* Start Text segment *
A note: The only challenge with this recipe is finding the ultra-thin type of yuba. We’re only familiar with one brand that sells it (search “thin yuba”), and it’s only available at offline Chinese supermarkets. (If you use the standard yuba, the cannoli shells will taste too hard.)


Make The Recipe!

Broken Cuisine’s Glass Cannoli

Prevent your screen from going dark

Makes 8 pastries 1x



Chocolate Ganache

  • 4 ounces semi-sweet baking chocolate
  • 1/2 vanilla bean
  • 12 ounces silken tofu
  • 2 tablespoons light brown sugar
  • 1/4 teaspoon salt

Simple Syrup

  • 1/3 cup sugar
  • 1/3 cup water

Glass Cannoli Shell

  • 10 9×9 thin yuba sheets
  • 2 1/2 tsp coarse sugar
  • Non-stick cooking spray


  • Coconut whipped cream

Necessary Tools

  • 8 cannoli tubes


  1. Chop the chocolate, then heat in a double boiler, stirring constantly until just melted. Split the vanilla bean lengthwise and scrape out the seeds. Transfer the chocolate, vanilla bean seeds, tofu, brown sugar, and salt to a blender. Blend on low until liquefied, then raise the speed to high and blend until smooth. Transfer to a pastry or Ziplock bag and refrigerate until set, ideally overnight.
  2. In a small saucepan, bring the sugar and water to a boil, then cool to room temperature.
* End Text segment *
* Start Dataset excerpts *
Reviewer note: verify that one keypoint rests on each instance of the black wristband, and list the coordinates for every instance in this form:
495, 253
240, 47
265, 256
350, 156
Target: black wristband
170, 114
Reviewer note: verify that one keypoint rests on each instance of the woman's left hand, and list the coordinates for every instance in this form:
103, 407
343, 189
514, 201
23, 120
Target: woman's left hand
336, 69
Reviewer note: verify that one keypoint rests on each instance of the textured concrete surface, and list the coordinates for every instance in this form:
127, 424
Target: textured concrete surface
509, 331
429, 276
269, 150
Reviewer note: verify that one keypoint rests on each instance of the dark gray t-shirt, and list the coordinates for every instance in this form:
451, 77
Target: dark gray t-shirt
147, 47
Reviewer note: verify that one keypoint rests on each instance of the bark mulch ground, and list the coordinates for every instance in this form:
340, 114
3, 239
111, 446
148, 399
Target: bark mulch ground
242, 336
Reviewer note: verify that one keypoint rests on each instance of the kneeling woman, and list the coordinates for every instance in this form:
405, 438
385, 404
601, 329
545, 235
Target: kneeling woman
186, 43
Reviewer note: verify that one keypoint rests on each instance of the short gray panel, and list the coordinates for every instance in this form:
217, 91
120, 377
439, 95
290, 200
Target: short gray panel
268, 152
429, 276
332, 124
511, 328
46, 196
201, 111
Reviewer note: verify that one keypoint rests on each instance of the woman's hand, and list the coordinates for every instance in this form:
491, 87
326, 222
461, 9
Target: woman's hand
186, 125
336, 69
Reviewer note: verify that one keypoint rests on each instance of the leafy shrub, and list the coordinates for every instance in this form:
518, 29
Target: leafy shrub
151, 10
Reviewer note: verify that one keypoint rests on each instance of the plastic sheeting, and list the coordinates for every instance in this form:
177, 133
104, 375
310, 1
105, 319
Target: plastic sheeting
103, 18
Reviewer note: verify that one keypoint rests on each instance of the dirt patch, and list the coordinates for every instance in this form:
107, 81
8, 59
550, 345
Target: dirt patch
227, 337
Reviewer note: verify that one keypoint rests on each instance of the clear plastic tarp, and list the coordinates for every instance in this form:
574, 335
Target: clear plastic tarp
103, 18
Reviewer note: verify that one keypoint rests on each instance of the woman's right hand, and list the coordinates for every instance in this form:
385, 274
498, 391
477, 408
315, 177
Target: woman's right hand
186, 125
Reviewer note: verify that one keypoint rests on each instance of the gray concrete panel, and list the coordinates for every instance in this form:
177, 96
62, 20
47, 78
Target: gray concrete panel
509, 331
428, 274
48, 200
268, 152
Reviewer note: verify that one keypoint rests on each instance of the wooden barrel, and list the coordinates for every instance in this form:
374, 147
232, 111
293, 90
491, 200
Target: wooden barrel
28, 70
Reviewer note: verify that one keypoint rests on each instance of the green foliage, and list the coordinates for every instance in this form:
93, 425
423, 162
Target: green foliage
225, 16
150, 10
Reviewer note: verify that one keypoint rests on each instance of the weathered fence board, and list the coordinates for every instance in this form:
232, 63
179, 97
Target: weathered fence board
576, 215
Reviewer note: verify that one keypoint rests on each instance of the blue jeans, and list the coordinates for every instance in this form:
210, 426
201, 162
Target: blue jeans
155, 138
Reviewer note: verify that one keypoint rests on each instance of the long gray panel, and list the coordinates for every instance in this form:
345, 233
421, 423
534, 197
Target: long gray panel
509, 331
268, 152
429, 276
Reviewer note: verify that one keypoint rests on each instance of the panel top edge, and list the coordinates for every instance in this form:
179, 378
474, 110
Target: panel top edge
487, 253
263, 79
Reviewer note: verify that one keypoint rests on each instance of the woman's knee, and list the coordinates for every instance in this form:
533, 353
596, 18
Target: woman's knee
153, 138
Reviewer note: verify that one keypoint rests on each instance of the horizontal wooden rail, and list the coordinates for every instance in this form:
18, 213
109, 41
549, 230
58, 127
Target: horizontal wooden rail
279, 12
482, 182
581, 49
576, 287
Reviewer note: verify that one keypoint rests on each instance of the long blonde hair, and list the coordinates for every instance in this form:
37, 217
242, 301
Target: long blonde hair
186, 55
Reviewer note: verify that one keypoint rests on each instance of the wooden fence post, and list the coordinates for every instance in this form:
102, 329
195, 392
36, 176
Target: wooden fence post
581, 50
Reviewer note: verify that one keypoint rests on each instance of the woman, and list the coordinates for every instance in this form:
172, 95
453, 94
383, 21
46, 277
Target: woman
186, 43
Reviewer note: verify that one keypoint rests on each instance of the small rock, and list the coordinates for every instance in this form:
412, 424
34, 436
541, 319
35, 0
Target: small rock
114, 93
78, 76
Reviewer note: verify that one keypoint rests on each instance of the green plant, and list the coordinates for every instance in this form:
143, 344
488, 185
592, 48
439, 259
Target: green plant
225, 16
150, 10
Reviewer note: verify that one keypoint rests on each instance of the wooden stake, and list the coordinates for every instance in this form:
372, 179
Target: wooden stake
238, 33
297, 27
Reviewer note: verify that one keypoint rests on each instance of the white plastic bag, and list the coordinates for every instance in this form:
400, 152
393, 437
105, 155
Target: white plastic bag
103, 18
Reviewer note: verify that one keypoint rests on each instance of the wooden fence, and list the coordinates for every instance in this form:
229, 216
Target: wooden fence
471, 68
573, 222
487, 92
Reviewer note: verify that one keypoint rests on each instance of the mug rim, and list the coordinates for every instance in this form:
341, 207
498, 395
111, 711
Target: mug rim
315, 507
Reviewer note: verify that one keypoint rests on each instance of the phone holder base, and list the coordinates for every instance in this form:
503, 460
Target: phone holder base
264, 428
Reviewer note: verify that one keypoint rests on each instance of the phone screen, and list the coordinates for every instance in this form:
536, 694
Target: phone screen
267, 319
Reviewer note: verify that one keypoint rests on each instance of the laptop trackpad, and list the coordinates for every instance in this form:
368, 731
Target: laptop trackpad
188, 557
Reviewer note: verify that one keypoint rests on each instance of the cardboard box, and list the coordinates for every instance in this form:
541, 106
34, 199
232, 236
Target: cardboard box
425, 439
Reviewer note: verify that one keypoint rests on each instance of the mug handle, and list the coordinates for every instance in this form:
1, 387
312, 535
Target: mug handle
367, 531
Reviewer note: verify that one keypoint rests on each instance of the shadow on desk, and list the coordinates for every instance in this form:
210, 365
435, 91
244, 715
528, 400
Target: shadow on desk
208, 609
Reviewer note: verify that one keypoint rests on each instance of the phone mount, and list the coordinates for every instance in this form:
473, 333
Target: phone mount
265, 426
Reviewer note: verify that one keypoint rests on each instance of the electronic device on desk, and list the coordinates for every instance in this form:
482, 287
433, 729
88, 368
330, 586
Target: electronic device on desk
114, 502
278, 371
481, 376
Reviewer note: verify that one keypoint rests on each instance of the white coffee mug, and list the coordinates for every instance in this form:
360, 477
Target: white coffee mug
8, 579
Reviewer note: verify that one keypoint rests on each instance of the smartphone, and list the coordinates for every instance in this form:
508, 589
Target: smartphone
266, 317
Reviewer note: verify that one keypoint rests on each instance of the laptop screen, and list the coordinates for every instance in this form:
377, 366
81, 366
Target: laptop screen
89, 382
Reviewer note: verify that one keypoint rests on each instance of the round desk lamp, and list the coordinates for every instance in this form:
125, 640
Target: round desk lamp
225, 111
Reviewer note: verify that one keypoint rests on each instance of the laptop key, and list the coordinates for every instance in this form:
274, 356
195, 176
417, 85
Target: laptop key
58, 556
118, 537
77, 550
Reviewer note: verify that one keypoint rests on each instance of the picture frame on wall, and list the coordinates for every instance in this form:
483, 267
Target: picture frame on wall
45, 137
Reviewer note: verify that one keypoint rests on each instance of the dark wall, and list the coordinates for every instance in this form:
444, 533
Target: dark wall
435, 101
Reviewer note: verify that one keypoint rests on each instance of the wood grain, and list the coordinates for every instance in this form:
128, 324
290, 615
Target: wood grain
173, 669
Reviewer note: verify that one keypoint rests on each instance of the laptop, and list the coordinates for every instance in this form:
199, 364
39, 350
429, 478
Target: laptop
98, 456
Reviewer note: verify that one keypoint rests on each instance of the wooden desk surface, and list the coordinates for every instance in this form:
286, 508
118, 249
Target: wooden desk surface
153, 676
* End Dataset excerpts *
Task requirements:
Update the glass cannoli recipe from "Necessary Tools" to "set, ideally overnight.", putting "water bath" in place of "double boiler".

Result of the exercise:
Necessary Tools

  • 8 cannoli tubes


  1. Chop the chocolate, then heat in a water bath, stirring constantly until just melted. Split the vanilla bean lengthwise and scrape out the seeds. Transfer the chocolate, vanilla bean seeds, tofu, brown sugar, and salt to a blender. Blend on low until liquefied, then raise the speed to high and blend until smooth. Transfer to a pastry or Ziplock bag and refrigerate until set, ideally overnight.